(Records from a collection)
● ● ● ● ● ● ●
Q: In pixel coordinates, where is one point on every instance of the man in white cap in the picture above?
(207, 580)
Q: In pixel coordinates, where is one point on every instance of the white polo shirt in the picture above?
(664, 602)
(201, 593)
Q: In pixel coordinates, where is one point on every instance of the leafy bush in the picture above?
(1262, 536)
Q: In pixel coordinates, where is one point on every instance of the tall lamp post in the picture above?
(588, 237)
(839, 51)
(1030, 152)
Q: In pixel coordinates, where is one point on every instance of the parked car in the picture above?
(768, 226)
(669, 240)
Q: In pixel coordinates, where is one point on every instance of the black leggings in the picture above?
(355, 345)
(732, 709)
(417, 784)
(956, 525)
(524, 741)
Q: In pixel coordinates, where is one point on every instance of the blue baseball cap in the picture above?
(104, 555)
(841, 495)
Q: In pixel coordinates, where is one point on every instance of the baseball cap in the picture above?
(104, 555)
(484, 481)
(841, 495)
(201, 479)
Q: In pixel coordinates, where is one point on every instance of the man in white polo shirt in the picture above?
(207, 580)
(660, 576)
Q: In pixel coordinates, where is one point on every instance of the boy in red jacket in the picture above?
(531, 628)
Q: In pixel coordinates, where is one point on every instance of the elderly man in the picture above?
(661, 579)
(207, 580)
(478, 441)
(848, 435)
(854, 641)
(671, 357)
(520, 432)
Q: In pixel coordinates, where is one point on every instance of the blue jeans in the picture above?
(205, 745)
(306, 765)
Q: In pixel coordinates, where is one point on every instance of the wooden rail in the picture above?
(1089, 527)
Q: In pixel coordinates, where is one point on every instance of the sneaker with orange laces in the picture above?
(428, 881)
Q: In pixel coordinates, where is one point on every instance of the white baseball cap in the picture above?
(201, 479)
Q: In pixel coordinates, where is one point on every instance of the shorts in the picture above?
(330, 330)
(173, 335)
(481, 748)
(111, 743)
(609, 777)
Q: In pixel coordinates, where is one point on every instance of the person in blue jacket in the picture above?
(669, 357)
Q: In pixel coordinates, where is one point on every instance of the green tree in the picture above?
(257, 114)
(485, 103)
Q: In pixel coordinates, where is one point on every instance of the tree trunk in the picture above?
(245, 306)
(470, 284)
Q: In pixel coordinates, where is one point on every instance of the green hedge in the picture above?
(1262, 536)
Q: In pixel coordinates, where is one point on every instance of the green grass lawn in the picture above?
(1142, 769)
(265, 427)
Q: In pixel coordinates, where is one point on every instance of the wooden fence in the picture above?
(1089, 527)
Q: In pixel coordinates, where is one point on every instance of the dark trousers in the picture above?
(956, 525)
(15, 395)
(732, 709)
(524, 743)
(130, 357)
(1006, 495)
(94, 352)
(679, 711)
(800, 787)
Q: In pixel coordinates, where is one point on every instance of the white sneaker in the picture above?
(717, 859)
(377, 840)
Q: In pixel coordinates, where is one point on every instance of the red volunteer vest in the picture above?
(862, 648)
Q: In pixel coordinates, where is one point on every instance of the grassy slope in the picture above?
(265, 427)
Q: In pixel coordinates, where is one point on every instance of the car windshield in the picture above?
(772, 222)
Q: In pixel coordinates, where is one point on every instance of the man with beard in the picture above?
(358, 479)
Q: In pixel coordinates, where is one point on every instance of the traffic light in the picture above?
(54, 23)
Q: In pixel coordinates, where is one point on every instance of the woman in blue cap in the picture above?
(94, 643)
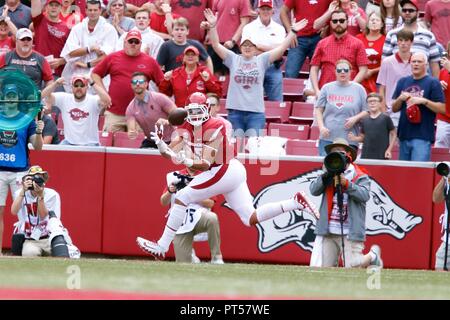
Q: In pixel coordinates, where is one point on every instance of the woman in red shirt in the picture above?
(189, 78)
(373, 39)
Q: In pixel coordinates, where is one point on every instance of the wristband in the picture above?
(188, 162)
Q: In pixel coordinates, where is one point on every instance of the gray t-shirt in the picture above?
(246, 88)
(340, 103)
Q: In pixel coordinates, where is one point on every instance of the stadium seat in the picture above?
(314, 133)
(301, 147)
(106, 138)
(277, 111)
(293, 89)
(290, 131)
(121, 140)
(440, 154)
(302, 113)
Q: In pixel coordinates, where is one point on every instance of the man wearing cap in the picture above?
(424, 40)
(7, 41)
(120, 66)
(307, 39)
(344, 221)
(146, 110)
(14, 160)
(89, 42)
(151, 42)
(423, 94)
(50, 33)
(189, 78)
(19, 13)
(267, 34)
(171, 53)
(38, 209)
(25, 59)
(80, 110)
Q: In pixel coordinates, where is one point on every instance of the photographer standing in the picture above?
(330, 228)
(39, 230)
(198, 221)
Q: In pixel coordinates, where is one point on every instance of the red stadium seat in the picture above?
(106, 138)
(293, 89)
(121, 140)
(277, 111)
(301, 148)
(440, 154)
(290, 131)
(302, 112)
(314, 133)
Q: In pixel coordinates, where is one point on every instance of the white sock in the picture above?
(174, 222)
(372, 255)
(271, 210)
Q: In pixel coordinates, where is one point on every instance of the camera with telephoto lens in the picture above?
(336, 162)
(38, 180)
(183, 180)
(443, 169)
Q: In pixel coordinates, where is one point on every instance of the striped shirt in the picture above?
(424, 41)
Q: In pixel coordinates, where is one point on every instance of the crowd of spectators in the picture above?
(93, 48)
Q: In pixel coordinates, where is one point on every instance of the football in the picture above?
(177, 116)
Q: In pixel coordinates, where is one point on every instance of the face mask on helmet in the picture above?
(197, 113)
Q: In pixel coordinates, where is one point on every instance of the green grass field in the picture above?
(232, 280)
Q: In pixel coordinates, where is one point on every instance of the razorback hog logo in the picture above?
(383, 216)
(77, 114)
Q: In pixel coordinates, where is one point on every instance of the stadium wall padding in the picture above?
(109, 196)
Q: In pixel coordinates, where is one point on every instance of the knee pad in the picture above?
(59, 247)
(17, 243)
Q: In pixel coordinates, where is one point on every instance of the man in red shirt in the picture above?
(50, 33)
(339, 45)
(307, 38)
(120, 66)
(443, 120)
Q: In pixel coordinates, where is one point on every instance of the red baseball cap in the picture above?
(50, 1)
(193, 49)
(133, 34)
(413, 2)
(267, 3)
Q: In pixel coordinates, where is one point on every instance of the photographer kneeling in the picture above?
(341, 227)
(39, 230)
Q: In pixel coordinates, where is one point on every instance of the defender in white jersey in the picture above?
(202, 144)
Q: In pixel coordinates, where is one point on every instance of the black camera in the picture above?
(443, 169)
(336, 162)
(184, 180)
(38, 180)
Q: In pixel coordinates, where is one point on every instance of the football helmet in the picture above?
(197, 109)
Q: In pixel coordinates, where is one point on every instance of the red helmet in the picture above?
(197, 108)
● ● ● ● ● ● ●
* **Instructions for the task**
Using the data above, write out every line exactly, leaving the images behind.

* **Exercise result**
Q: In pixel coordinates, where is one point on every instance of the man in white cap in the picture above?
(207, 580)
Q: In pixel coordinates, where is one point on every instance of the white polo shirt in the picture above?
(664, 602)
(201, 593)
Q: In pixel coordinates, where is one point on every instance of the leafy bush in the picture above?
(1262, 536)
Q: In pixel coordinates, where is one point on every instance of the tall lamp post in the picture above?
(588, 237)
(839, 51)
(1030, 152)
Q: In pixel coordinates, where is one point on every instance of the parked car in the picture above?
(768, 226)
(669, 240)
Q: In pixel coordinates, where is one point on every instance of the black leggings in the picture above?
(355, 345)
(732, 709)
(417, 784)
(956, 525)
(524, 741)
Q: In pixel coordinates, where is one point on every instance of the blue baseball cap in the picture above?
(104, 555)
(841, 495)
Q: In pixel coordinates, where is one point on every instance of the baseball cap in the picture above?
(104, 555)
(484, 481)
(841, 495)
(201, 479)
Q: In pixel coordinates, where is one point on every instance of the man in white polo shirt in the picture above?
(207, 580)
(660, 576)
Q: In pixel coordinates, where is one point on every instance of the boy in red jacket in the picture above?
(531, 628)
Q: In pixel coordinates, where is one point on every instance of the elderly man in the picture above?
(661, 579)
(207, 580)
(478, 441)
(848, 435)
(854, 641)
(671, 357)
(520, 432)
Q: In pixel coordinates, where is one point on every instance of the blue jeans in the picture above?
(205, 745)
(306, 765)
Q: In pixel coordinates, where is one point on every instance of the wooden rail in the picture above?
(1089, 527)
Q: In pixel coordinates, where is one point on every instance of the sneaker with orange laces in the picture above?
(428, 881)
Q: In pixel coordinates, where is one point on every instance of the white baseball cap in the picture above?
(201, 479)
Q: In pixel coordinates, where is one point on every instance of the shorts in the picture above?
(330, 330)
(173, 335)
(481, 748)
(111, 743)
(609, 777)
Q: In pixel coordinates, where is one point on every instance of the person in blue jacket in the picture above?
(669, 357)
Q: In pixel coordinates, where is one point on every instance of the green tree in the picture above?
(257, 114)
(485, 103)
Q: In pixel coordinates, where is one point on every instance of the tree trunk in the picture above?
(245, 306)
(470, 284)
Q: In pixel coordinates, where is one point on every instance of the green hedge in the picture above?
(1262, 536)
Q: In pixel coordinates, where is one point on every instance of the green grass lawn in the picture above?
(1142, 769)
(265, 427)
Q: In pixel coordinates, where is one point on every instance of the wooden fence in the picture above?
(1089, 527)
Q: In pixel coordinates, where is one point on every instance of the dark trousers in the picture above?
(956, 525)
(15, 395)
(732, 709)
(524, 743)
(130, 357)
(1006, 495)
(94, 352)
(679, 711)
(800, 787)
Q: In pixel coordinates, where is one point on every instance of the white sneaker in the picture above?
(717, 859)
(377, 840)
Q: In pixel coordinates, where is one point on every instance of the red volunteer vest in the picture above?
(862, 648)
Q: In pixel coordinates, where is one point on every instance of the grassy slope in the picture above?
(265, 427)
Q: In pixel coordinates, where is one point on every instance of the car windshield in the picture above?
(772, 222)
Q: In pixel coordinates, where is one point on every instance of the man with beard in the picture above?
(358, 479)
Q: In pixel coordinates, where is one point on every instance of the traffic light in the picture above?
(54, 23)
Q: In pixel coordinates, where is one point on every instance of the woman in blue cap in the picture above?
(94, 643)
Q: In pixel coordinates, where is one point on every instance of the woman in red shirt in the picture above?
(189, 78)
(373, 39)
Q: In pixel coordinates, where is one point on every instance of the wristband in the picture above?
(188, 162)
Q: In pixel coordinates, where is one point on every instance of the gray t-shirt in the picture above?
(246, 88)
(340, 103)
Q: In pixel coordinates, where is one point on every instance of the stadium seat in the picture above?
(314, 133)
(301, 147)
(106, 138)
(277, 111)
(293, 89)
(290, 131)
(121, 140)
(440, 154)
(302, 113)
Q: In pixel coordinates, where is one point on every instance of the man wearing cap in the picture above?
(424, 40)
(7, 41)
(120, 66)
(307, 39)
(344, 221)
(146, 110)
(14, 160)
(89, 42)
(151, 42)
(423, 94)
(50, 33)
(189, 78)
(19, 13)
(267, 34)
(171, 53)
(38, 209)
(25, 59)
(80, 110)
Q: In pixel coordinates, where is one point on every instance of the photographer standing in the picture above?
(330, 228)
(39, 230)
(198, 221)
Q: In pixel coordinates, where is one point on every instance of the red stadium seat in the picture above?
(106, 138)
(293, 89)
(121, 140)
(277, 111)
(301, 148)
(440, 154)
(290, 131)
(302, 112)
(314, 133)
Q: In pixel coordinates, where is one point on every instance of the white sock in the picture above?
(174, 222)
(372, 255)
(271, 210)
Q: In pixel coordinates, where is one point on every instance of the camera with telephoto lens in the picture above?
(336, 162)
(38, 180)
(183, 180)
(443, 169)
Q: In pixel coordinates, where is one point on every instance of the striped shirt in the picture above?
(424, 41)
Q: In pixel coordinates, where is one point on every instance of the crowd of spectators in the picture above?
(93, 48)
Q: In pixel coordinates, where is one point on every instance of the football in the picture above?
(177, 116)
Q: In pixel coordinates, where is one point on every instance of the face mask on helmet in the picture above?
(197, 113)
Q: In pixel coordinates, where is one point on every instance of the green grass field in the picture above?
(232, 280)
Q: In pixel coordinates, where is one point on every instance of the razorback hog logo in the picture above?
(383, 216)
(77, 114)
Q: In pixel coordinates, where is one point on every instance of the stadium wall padding in the picture above?
(109, 196)
Q: In pixel coordinates, where is one point on every instance of the knee pad in the picture above?
(59, 247)
(17, 243)
Q: In pixel coordinates, where is one point on every instance of the man in red shirt in the picture above?
(50, 33)
(339, 45)
(307, 38)
(120, 66)
(443, 120)
Q: In pixel coordinates, where is one point on every instance of the red baseball cap in the picture above?
(50, 1)
(193, 49)
(133, 34)
(413, 2)
(267, 3)
Q: In pixel coordinates, where is one point on every instance of the photographer kneeling in the picture above?
(341, 227)
(39, 230)
Q: In pixel coordinates, where is one point on every instance of the defender in white jersey in the picture above?
(202, 144)
Q: In pixel coordinates, where is one point on every instance of the black camera in the picture above?
(443, 169)
(336, 162)
(184, 180)
(38, 180)
Q: In pixel coordinates, where is one point on every instance of the football helmet in the picture above?
(197, 109)
Q: In pixel coordinates, where is one point on every instance of the red helmet in the picture above?
(197, 108)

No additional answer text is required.